> **Given request 1**
Using the blog post on learning Rust, answer each question in one line: (a) What date heads the post? (b) Which program generated the XSPF playlists? (c) What format is given as an example of the more easily consumable output?
> **Given request 2**
The blog post on learning Rust names the parts of the "web trifecta." List each one.

Wednesday, February 28, 2018

Struggles of a Rust Novice - Annoyances and Stumbling Blocks

Over the past few weekends, I've been spending time investigating more of the Rust language. Along with the web trifecta (HTML, CSS, JS) and OpenFrameworks, this is one of the things I've been meaning to spend some time learning/playing with this year.

It's a funny kind of language, as I've previous noted during my very brief foray into some simple things from last year) - On one hand, a lot of the concepts seem nice/vaguely familiar to stuff I've played with in other languages, making it sometimes feel deceptively easy to use. But then, you go to compile the code, and proceed to spend the next 30-60 minutes trying to find a way to convert various things into the right types that the compiler insists you need. Admittedly, it's quite frustrating work at times (see notes on String handling below), but, it pales in comparison to the blackhole and deranged hell that is web-based dev (i.e. CSS-based Layouts in particular - aaaaaaargh!!! Despite now having "CSS Flow" and "CSS Grid", it seems that CSS Layouts and I still don't get along very much at all). Faced with a choice between the two (and having just done experienced both back-to-back recently), I'd much rather face the Rust compiler anyday.

Anyway, to actually get a proper feel for the language this time, I decided to use this opportunity to bash together a little processing tool that I was going to need for another one of the many projects I'm working on atm:
That is, a tool to take XSPF playlists generated by VLC (and containing a carefully sequenced list of music I've composed/recorded over the past year), extract the filenames (and process them to unpack/extract-out the important identifying bits of metadata I was embedding in the filenames), and then spit all this info out into a more easily consumable format (e.g. JSON).  
Sure, I could've done this all in Python (though it lacks a XML library that just gives me the DOM element tree with no "namespace" tag mangling, etc.), or a mix of VLC + Python (i.e. saving out a m3u list - 1 line per track - then processing that in Python), but this way was going to be more fun (and a good way to throw something a bit meatier/realistic at Rust than the toy-examples I'd been playing with) :)

> **Provided material**
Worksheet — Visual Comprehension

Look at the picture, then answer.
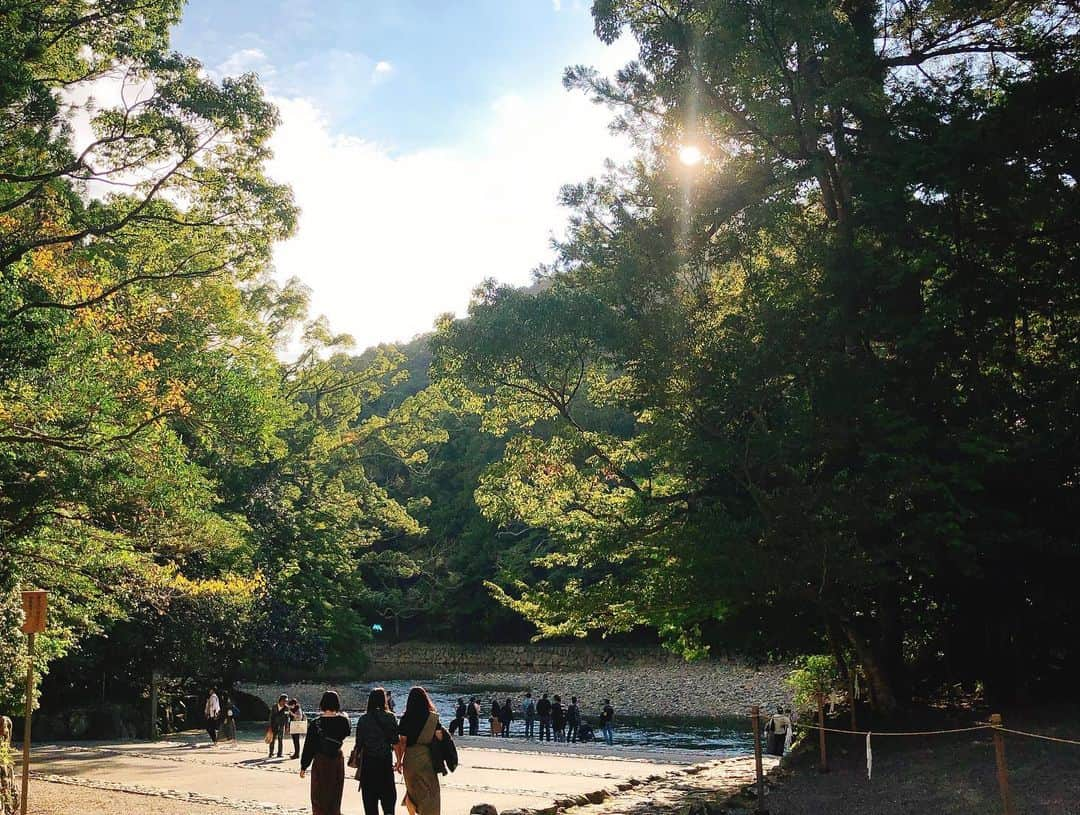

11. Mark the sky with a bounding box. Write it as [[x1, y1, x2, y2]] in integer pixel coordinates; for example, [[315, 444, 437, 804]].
[[173, 0, 635, 348]]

> **Full response 1**
(a) Wednesday, February 28, 2018
(b) VLC
(c) JSON

> **Full response 2**
HTML, CSS, JS